◆ Exercise goal: Output as a JSON list of strings, one string per line, the lines of the material from the line containing "obj: reflection of cathedral => bbox" through the end of the material, leaving out blank lines.

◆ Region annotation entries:
***
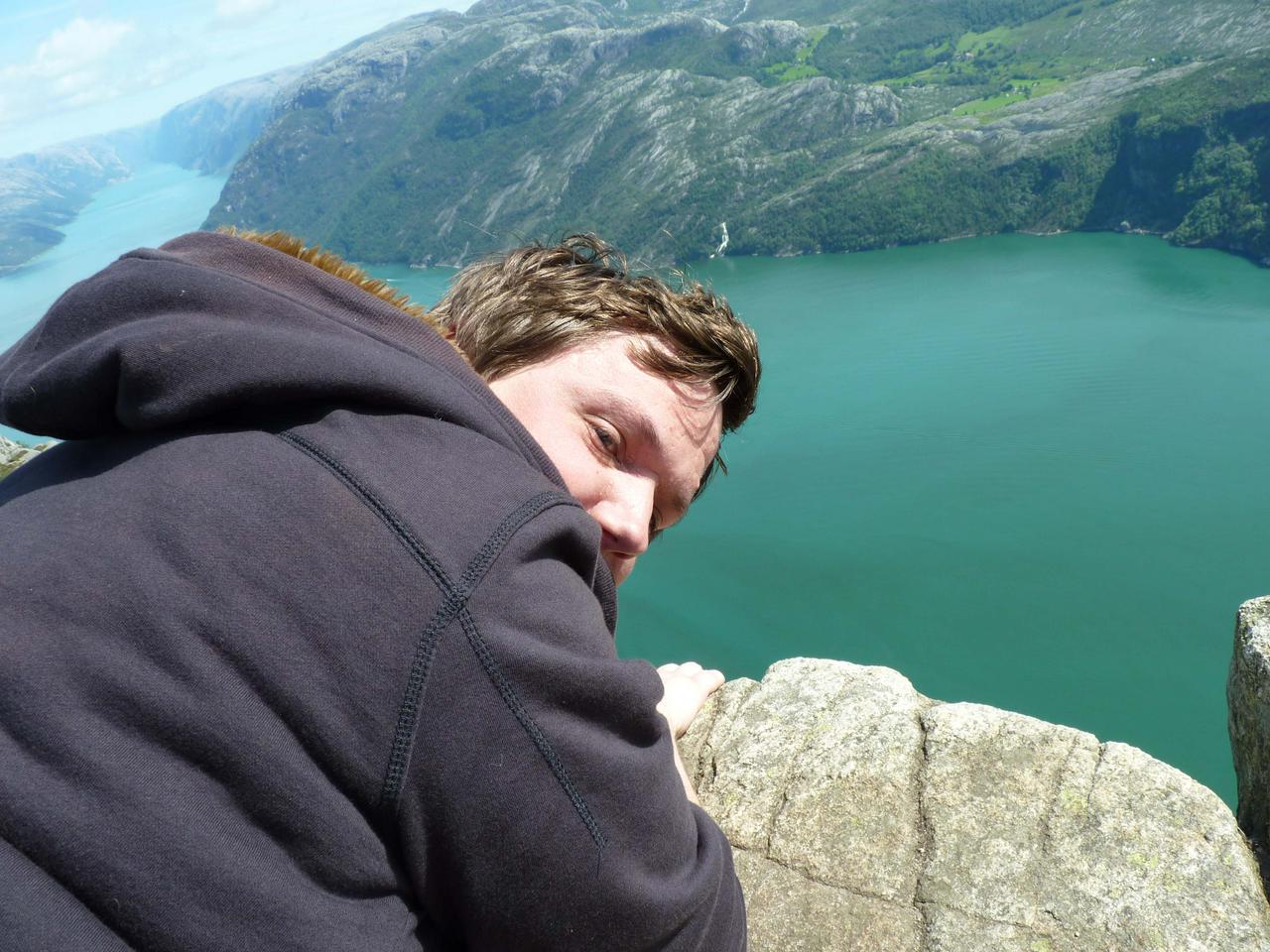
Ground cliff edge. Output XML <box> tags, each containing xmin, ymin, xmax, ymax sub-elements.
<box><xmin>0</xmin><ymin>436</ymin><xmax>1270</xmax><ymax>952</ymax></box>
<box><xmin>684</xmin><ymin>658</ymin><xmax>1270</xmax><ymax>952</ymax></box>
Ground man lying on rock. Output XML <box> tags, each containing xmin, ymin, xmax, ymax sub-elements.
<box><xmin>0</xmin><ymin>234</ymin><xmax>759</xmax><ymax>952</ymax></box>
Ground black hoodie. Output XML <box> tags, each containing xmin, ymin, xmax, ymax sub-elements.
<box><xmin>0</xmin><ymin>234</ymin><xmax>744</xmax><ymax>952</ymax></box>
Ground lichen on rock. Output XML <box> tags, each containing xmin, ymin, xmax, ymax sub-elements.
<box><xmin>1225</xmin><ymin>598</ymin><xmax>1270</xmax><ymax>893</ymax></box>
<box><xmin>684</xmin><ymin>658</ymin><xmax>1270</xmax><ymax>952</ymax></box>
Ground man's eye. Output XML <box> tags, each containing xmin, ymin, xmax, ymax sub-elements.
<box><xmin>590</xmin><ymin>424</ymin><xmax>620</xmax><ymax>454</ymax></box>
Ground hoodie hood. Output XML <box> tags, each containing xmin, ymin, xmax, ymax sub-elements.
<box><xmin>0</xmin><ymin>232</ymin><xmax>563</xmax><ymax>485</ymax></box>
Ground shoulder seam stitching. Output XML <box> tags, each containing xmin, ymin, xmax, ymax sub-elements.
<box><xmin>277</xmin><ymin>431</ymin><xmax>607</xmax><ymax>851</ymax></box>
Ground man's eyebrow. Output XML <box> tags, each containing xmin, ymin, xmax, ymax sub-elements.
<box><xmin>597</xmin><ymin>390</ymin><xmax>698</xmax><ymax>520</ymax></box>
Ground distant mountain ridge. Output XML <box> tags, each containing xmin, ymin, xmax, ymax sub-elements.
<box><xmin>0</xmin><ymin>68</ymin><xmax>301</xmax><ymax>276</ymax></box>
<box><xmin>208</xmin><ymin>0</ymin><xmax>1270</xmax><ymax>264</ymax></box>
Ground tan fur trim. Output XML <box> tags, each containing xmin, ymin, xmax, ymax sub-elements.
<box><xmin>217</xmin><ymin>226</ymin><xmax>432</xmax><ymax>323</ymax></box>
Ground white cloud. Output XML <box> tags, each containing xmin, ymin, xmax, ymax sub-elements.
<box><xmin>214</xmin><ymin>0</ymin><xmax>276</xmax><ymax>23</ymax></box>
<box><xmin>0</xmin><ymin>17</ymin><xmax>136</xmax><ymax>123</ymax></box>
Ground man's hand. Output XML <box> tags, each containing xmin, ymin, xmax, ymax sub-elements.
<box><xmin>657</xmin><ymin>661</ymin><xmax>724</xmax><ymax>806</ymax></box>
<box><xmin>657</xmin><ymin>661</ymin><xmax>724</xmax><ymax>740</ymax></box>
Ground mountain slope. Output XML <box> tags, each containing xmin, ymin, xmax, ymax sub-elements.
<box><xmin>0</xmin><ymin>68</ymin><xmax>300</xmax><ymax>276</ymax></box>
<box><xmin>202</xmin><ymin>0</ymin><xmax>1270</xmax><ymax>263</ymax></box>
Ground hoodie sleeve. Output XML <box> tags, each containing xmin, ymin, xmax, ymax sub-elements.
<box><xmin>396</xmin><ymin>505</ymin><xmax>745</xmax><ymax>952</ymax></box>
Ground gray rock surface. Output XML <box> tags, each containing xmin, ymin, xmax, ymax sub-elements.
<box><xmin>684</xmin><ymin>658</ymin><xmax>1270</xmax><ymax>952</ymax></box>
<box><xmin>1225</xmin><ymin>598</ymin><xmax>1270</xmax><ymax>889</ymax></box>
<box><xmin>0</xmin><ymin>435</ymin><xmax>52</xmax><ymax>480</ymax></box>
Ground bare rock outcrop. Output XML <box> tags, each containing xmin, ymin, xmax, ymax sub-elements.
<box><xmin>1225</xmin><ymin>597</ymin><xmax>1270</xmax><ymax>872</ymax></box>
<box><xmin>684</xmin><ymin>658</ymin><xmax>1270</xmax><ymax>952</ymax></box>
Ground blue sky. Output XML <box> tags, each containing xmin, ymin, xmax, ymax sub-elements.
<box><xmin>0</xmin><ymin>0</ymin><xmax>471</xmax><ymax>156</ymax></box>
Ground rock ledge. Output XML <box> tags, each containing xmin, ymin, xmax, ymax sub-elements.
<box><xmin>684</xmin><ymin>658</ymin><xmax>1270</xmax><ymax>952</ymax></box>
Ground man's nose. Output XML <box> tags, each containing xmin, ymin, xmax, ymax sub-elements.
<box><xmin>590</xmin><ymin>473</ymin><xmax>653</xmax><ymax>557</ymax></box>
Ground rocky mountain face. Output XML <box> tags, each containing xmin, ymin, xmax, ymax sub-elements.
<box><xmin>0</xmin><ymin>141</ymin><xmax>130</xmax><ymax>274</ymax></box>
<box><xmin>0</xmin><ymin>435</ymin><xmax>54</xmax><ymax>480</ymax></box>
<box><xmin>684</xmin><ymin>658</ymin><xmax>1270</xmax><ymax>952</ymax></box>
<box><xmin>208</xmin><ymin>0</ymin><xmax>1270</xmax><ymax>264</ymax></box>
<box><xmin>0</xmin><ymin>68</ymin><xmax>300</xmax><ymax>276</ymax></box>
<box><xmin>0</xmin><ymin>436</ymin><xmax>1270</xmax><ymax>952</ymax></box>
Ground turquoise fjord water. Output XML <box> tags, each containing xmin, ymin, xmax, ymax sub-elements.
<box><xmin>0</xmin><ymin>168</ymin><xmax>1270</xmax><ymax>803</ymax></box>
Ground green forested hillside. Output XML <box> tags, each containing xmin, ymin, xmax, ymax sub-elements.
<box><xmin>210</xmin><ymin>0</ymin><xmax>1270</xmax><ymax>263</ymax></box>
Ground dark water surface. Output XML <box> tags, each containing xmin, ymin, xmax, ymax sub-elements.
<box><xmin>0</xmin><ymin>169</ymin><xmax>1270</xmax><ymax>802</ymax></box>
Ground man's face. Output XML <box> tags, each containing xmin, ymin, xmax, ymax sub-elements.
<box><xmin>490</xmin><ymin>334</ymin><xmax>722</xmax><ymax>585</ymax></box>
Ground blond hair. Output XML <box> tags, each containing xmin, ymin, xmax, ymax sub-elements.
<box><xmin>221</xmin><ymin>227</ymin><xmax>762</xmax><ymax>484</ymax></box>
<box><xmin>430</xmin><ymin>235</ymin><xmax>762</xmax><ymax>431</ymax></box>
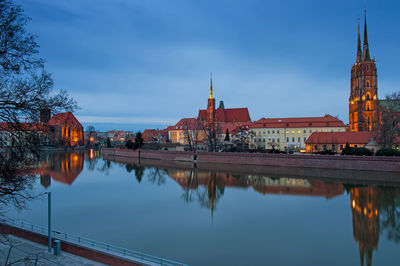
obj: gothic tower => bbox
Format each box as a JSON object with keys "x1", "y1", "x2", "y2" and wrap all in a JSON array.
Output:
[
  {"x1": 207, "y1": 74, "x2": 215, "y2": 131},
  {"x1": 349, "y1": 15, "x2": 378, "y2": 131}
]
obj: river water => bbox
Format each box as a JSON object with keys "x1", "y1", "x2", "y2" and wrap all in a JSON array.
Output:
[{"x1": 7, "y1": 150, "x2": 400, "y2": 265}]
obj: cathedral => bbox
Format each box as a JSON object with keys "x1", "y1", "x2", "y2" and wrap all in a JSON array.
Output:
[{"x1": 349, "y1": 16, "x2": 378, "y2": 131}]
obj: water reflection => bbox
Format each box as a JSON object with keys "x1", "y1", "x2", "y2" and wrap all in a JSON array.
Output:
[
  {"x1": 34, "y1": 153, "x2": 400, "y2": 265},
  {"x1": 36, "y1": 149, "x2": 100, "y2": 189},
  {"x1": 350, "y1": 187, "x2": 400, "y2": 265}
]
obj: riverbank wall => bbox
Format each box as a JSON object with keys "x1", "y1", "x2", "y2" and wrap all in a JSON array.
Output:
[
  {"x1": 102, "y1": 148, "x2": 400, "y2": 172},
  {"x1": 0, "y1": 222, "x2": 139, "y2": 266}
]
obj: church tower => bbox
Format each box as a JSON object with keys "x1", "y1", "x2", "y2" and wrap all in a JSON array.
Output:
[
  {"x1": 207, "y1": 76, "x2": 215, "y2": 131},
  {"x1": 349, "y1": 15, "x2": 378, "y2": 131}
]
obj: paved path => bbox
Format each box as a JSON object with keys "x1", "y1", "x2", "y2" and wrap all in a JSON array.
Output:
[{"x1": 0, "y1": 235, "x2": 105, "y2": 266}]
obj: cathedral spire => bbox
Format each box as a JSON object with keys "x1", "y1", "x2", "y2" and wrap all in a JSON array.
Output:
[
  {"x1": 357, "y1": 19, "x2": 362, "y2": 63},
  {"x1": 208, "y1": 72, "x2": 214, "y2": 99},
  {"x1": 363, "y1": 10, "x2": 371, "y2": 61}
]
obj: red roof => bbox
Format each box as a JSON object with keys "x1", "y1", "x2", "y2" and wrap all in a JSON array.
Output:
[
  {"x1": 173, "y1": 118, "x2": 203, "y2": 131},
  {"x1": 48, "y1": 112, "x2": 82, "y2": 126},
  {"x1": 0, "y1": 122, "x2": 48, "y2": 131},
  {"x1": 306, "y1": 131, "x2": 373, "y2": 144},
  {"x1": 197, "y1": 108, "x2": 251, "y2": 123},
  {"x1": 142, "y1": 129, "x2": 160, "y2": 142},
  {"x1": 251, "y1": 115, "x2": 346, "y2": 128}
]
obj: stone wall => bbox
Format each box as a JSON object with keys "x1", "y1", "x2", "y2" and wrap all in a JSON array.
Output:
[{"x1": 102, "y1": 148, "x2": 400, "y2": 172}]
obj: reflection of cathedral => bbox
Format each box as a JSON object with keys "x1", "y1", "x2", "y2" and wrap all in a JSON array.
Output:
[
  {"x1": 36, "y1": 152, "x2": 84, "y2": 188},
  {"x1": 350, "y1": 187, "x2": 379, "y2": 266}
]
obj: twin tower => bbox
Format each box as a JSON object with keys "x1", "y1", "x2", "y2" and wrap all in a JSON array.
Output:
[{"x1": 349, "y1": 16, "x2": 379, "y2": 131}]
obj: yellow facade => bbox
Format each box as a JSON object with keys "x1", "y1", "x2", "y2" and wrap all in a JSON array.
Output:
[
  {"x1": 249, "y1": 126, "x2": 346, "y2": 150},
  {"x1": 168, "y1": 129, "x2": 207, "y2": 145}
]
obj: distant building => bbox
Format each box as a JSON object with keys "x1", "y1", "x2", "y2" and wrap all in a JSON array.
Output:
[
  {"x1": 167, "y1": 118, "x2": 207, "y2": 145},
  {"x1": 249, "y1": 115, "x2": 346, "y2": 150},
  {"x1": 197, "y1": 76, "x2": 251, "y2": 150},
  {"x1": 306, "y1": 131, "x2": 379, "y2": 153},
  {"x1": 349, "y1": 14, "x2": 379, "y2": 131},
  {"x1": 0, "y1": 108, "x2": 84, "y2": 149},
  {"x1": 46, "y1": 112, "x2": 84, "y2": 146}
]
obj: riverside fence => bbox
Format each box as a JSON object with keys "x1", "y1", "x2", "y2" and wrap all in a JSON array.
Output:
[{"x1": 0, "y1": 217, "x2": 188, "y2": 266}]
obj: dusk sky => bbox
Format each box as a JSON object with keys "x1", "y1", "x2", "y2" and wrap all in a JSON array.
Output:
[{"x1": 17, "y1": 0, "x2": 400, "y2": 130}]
***
◆ Full solution:
[
  "obj: reflection of cathedral => bbox",
  "Format each box as a JSON object with keys \"x1\", \"y1\", \"x2\", \"y2\" and wrap all in a JSON array.",
  "Output:",
  "[",
  "  {\"x1\": 36, \"y1\": 152, \"x2\": 84, \"y2\": 188},",
  "  {\"x1\": 350, \"y1\": 187, \"x2\": 379, \"y2\": 266}",
  "]",
  "obj: twin tower => bbox",
  "Format each box as a JSON object with keys \"x1\", \"y1\", \"x2\", \"y2\" and wrap all in a JSON array.",
  "Output:",
  "[{\"x1\": 349, \"y1\": 16, \"x2\": 379, \"y2\": 131}]",
  "obj: yellow facade => bbox",
  "Format each box as a JSON object with keys \"x1\", \"y1\", \"x2\", \"y2\" and wrap all in a JSON array.",
  "Output:",
  "[",
  "  {\"x1\": 249, \"y1\": 126, \"x2\": 346, \"y2\": 150},",
  "  {\"x1\": 168, \"y1\": 129, \"x2\": 207, \"y2\": 145}",
  "]",
  "obj: distant building => bbox",
  "Format each box as a JSON object with keys \"x1\", \"y1\", \"x2\", \"y2\" and wrap all in a JSON array.",
  "Output:",
  "[",
  "  {\"x1\": 167, \"y1\": 118, \"x2\": 207, \"y2\": 145},",
  "  {\"x1\": 249, \"y1\": 115, \"x2\": 346, \"y2\": 150},",
  "  {\"x1\": 197, \"y1\": 76, \"x2\": 251, \"y2\": 150},",
  "  {\"x1\": 306, \"y1\": 131, \"x2\": 379, \"y2\": 153},",
  "  {\"x1\": 349, \"y1\": 14, \"x2\": 379, \"y2\": 131},",
  "  {\"x1\": 0, \"y1\": 108, \"x2\": 84, \"y2\": 149},",
  "  {\"x1\": 46, \"y1\": 112, \"x2\": 84, \"y2\": 146}",
  "]",
  "obj: riverside fence => bbox",
  "Format each box as a JSON object with keys \"x1\", \"y1\", \"x2\", \"y2\" and wrap all in a JSON array.",
  "Output:",
  "[{\"x1\": 0, \"y1\": 217, \"x2\": 188, \"y2\": 266}]",
  "obj: dusk sky => bbox",
  "Format each box as a JSON object with keys \"x1\", \"y1\", \"x2\", \"y2\" and wrap all in a JSON array.",
  "Output:",
  "[{\"x1\": 17, \"y1\": 0, \"x2\": 400, \"y2\": 130}]"
]